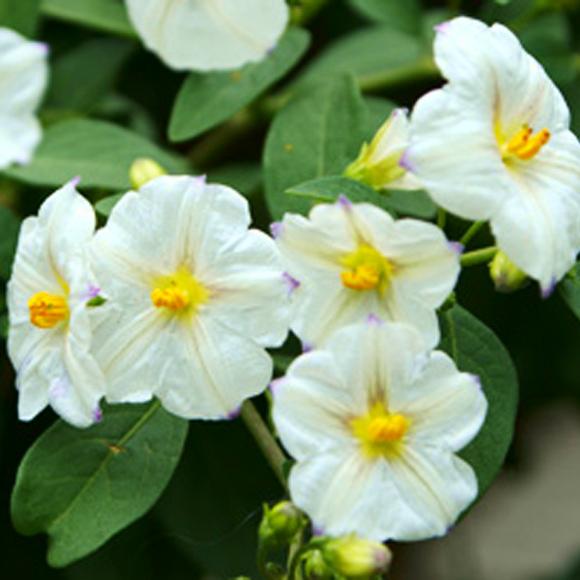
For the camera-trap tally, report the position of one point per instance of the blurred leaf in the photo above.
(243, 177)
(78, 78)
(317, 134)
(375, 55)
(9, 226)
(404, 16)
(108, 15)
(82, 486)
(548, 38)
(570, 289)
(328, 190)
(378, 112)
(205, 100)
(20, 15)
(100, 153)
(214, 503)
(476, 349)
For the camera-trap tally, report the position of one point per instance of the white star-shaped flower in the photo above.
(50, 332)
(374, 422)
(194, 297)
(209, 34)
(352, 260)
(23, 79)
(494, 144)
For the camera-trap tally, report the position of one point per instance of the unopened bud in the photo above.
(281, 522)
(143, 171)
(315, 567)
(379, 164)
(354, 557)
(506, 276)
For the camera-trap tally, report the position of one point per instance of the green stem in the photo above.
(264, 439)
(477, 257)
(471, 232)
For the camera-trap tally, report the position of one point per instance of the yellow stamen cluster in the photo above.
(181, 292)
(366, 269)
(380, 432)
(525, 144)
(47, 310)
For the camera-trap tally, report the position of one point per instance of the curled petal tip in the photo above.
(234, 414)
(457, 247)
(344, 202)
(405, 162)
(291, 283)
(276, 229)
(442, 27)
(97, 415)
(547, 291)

┄┄┄┄┄┄┄┄┄┄┄┄┄┄┄┄┄┄┄┄

Exercise prompt: Output the records above exactly as written, but leave out the pictures.

Written response:
For the camera-trap tally, report the position of one point per instance of the blurred leaf in the photo above.
(243, 177)
(78, 78)
(317, 134)
(375, 55)
(9, 226)
(404, 16)
(108, 15)
(82, 486)
(548, 38)
(570, 289)
(328, 190)
(378, 112)
(205, 100)
(20, 15)
(100, 153)
(214, 503)
(476, 349)
For the camera-trap tally, report the position of one point per instance of the white star-shaped flower in the photo above.
(50, 332)
(374, 422)
(194, 297)
(209, 34)
(352, 260)
(23, 79)
(494, 144)
For the camera-trap tally, report the position of one point per instance of the unopened bud in the photo above.
(281, 522)
(143, 171)
(315, 567)
(379, 164)
(354, 557)
(506, 276)
For the camera-trap tally, report the position of one point per instance of the green stem in the photo above.
(264, 439)
(477, 257)
(471, 232)
For the camera-trap tally, report the position of one point per instance of the yellow stamen cluster in the photo above.
(181, 292)
(366, 269)
(380, 432)
(525, 144)
(47, 310)
For the camera-trap tally, report the position of one point per instance of the curled petal tip in the photo above.
(234, 414)
(457, 247)
(344, 202)
(405, 162)
(291, 283)
(276, 229)
(442, 27)
(97, 415)
(547, 291)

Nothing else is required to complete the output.